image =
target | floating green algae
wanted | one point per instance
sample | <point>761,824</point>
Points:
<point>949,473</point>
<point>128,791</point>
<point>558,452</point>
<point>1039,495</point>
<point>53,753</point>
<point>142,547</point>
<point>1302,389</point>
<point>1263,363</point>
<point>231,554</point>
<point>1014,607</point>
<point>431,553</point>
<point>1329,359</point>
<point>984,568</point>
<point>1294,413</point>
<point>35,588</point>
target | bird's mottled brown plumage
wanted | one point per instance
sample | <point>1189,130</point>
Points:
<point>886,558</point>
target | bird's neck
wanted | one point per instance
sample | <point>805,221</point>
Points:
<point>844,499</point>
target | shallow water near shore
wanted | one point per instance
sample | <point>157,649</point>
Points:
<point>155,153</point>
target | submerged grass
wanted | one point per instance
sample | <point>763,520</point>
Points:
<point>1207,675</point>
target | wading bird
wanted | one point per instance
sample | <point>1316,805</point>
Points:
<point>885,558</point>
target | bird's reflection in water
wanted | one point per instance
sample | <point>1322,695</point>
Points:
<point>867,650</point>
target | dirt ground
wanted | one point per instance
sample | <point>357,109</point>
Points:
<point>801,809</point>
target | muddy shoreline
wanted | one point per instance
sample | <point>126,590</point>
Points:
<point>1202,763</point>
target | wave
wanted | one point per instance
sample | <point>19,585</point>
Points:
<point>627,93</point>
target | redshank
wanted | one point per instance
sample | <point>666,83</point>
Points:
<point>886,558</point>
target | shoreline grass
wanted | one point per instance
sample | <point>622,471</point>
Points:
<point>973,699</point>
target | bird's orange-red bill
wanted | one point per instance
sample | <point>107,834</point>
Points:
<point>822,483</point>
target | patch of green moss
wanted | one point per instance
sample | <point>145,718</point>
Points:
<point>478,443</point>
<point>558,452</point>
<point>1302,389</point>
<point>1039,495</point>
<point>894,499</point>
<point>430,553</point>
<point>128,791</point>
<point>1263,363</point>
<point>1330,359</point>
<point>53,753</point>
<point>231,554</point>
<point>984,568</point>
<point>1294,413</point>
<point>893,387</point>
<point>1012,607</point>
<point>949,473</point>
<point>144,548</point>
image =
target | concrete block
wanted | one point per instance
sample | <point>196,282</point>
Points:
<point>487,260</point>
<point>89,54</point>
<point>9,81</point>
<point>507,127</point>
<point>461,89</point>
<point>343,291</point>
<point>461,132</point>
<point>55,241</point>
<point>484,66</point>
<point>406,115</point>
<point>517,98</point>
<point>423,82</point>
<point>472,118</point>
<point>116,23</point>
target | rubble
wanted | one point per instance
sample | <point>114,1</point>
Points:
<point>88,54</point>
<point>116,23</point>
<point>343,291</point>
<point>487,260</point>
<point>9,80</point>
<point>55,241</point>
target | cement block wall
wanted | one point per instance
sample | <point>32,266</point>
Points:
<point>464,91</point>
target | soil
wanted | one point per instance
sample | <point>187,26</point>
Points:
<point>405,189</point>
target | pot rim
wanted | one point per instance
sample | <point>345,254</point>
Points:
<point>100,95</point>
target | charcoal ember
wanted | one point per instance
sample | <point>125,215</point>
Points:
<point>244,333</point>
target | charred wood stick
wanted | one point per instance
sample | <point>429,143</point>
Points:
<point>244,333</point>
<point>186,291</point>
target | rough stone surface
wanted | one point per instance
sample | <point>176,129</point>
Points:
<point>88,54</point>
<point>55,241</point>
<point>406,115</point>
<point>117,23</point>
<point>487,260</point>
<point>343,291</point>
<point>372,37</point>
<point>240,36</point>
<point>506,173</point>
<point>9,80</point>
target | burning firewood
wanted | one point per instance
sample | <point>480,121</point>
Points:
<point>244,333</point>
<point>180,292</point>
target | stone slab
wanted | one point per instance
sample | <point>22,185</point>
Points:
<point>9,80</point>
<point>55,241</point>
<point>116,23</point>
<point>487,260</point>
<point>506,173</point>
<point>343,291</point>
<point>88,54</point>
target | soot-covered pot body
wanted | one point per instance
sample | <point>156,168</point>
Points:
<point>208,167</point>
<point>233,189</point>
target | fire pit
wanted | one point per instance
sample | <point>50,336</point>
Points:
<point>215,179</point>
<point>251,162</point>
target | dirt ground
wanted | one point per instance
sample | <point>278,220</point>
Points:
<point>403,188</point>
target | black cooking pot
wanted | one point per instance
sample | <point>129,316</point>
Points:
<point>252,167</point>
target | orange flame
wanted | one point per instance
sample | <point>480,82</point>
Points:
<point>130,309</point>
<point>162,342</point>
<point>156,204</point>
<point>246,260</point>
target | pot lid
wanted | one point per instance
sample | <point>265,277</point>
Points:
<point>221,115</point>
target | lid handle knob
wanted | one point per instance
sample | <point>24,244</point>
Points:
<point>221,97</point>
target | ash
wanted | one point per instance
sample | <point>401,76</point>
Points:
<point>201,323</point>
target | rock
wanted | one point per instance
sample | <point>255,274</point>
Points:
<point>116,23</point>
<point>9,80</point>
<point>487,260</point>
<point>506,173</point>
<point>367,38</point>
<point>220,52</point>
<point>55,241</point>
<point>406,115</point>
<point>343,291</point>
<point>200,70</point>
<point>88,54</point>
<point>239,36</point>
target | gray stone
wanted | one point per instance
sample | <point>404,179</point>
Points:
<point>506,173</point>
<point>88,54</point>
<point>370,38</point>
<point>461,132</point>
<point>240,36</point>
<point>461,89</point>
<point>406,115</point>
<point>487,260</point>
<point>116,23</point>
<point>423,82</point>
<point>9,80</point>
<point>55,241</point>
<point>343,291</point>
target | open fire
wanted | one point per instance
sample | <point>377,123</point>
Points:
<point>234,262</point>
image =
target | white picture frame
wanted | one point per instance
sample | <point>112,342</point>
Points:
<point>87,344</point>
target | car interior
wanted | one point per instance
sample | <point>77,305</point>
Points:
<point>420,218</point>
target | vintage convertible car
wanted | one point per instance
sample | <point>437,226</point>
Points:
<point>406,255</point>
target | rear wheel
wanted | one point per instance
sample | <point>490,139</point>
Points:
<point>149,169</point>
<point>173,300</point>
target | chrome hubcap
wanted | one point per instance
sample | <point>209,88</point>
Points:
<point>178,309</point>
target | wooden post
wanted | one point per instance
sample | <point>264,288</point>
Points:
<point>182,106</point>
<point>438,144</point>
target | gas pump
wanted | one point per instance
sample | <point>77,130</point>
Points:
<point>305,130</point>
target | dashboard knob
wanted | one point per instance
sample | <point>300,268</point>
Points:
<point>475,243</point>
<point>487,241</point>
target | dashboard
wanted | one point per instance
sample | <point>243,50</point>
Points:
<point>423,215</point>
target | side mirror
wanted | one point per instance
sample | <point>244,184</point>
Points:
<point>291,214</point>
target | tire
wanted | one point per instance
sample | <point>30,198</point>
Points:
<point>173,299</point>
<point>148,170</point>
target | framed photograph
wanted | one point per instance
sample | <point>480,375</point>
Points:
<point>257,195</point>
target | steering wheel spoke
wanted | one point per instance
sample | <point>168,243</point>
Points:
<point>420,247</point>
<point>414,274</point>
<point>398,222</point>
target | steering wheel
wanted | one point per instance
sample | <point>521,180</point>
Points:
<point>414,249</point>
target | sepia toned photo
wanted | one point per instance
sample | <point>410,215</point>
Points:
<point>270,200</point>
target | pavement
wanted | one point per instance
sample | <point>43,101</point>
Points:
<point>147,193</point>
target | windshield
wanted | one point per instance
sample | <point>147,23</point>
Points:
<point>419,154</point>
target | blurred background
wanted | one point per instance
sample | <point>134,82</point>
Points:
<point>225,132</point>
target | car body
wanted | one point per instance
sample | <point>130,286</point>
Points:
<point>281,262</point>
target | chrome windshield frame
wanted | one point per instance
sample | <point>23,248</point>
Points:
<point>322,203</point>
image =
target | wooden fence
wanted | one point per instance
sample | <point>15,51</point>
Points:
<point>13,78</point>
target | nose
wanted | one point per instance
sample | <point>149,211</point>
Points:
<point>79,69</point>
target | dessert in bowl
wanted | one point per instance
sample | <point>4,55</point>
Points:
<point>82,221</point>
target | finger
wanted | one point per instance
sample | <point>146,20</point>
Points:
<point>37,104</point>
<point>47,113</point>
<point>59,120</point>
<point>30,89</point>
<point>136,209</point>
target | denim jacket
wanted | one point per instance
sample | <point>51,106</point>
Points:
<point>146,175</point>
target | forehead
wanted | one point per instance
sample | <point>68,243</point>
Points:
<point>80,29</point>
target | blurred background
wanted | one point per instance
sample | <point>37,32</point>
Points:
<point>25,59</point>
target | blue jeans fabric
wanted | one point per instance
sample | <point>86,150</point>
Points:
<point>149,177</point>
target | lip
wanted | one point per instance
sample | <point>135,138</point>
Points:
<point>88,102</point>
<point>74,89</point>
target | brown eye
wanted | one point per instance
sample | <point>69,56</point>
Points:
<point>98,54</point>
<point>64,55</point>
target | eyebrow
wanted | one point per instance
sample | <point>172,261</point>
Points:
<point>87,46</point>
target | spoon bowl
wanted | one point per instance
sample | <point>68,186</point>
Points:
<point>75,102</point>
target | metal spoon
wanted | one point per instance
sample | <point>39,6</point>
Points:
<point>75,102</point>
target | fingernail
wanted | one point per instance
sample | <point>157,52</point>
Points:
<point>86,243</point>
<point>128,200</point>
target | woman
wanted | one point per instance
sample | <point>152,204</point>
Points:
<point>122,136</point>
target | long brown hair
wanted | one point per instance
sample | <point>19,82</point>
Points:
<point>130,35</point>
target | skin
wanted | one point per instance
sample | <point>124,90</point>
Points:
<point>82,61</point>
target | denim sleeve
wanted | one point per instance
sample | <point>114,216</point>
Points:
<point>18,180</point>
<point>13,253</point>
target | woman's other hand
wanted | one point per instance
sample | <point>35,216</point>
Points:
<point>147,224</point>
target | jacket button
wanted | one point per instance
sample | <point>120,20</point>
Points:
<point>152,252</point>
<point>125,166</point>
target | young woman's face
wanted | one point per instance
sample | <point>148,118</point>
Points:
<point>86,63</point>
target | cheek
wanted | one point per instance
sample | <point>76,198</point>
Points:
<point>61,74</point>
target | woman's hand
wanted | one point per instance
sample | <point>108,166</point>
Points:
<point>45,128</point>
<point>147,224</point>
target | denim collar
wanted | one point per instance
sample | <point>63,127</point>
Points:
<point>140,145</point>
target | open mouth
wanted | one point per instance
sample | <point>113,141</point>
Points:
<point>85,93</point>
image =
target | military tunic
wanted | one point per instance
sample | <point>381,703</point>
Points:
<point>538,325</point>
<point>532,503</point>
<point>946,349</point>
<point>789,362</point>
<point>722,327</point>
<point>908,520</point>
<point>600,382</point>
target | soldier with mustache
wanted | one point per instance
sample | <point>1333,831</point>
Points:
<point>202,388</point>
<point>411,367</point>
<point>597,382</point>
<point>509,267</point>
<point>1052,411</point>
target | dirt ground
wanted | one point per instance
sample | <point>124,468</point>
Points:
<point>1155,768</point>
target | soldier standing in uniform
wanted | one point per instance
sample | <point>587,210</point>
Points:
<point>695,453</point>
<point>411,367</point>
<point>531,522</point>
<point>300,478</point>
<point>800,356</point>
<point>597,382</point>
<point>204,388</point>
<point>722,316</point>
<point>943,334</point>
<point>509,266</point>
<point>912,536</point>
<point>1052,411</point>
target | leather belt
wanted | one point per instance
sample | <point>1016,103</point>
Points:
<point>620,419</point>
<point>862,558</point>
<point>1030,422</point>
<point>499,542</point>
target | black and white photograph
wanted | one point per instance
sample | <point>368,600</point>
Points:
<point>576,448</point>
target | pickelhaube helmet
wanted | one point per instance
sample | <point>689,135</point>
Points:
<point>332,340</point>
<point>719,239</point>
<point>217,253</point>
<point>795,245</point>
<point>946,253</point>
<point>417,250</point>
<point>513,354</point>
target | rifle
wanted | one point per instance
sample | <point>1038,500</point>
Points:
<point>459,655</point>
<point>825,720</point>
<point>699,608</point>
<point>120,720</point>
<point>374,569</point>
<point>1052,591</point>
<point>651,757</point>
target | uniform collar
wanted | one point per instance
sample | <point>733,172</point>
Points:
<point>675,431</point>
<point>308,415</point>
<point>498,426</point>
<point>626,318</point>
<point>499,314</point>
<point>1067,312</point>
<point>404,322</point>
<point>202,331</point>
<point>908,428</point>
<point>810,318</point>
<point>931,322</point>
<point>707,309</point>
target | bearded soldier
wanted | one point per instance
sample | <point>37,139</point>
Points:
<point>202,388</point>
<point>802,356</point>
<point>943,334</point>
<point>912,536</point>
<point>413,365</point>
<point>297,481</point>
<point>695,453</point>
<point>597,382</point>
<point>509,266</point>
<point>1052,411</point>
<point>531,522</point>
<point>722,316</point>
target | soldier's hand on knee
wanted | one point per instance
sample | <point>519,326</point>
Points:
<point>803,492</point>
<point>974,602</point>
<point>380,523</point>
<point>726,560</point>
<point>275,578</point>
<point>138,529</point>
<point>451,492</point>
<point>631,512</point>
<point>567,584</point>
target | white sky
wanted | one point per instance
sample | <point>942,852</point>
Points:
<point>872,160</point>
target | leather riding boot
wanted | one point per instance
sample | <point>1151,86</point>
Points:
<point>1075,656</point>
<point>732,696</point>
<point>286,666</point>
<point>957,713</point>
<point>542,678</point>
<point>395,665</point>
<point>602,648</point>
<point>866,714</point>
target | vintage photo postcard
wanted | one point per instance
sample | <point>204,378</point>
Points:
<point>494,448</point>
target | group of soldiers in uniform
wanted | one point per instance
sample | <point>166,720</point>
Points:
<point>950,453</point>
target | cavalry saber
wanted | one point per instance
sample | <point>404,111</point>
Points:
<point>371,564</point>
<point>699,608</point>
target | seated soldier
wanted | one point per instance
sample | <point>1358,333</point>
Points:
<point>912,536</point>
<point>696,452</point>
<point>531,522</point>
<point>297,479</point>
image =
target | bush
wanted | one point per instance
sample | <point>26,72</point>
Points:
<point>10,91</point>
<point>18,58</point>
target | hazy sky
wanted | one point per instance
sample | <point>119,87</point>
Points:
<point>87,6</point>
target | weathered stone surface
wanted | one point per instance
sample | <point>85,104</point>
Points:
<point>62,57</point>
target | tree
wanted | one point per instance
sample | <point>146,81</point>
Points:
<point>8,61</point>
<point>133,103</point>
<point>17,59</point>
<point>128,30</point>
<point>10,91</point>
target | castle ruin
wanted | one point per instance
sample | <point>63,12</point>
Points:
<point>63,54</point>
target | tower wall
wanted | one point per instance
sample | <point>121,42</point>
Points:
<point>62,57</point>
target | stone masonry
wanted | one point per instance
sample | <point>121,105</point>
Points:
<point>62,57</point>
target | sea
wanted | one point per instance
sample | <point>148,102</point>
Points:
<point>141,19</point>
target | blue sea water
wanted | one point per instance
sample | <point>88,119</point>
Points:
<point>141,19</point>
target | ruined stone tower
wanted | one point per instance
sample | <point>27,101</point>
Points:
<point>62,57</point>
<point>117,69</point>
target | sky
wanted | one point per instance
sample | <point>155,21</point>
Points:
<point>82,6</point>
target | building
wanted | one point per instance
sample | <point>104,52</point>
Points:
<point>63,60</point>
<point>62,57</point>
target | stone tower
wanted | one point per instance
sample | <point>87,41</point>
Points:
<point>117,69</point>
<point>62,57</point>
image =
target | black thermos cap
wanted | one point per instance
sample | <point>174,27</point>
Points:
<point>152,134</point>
————————
▸ **PROBLEM STATEMENT**
Repeat the lines of the records above verbatim, starting with the line containing "target | cheek" and going on through the line containing "<point>140,145</point>", both included.

▸ **RESPONSE**
target | cheek
wanted | one point per instance
sample | <point>76,198</point>
Points:
<point>61,74</point>
target | woman's hand
wanted | one point per instance
sample | <point>108,166</point>
Points:
<point>45,128</point>
<point>147,224</point>
target | denim collar
wanted | one point per instance
sample | <point>63,127</point>
Points:
<point>140,145</point>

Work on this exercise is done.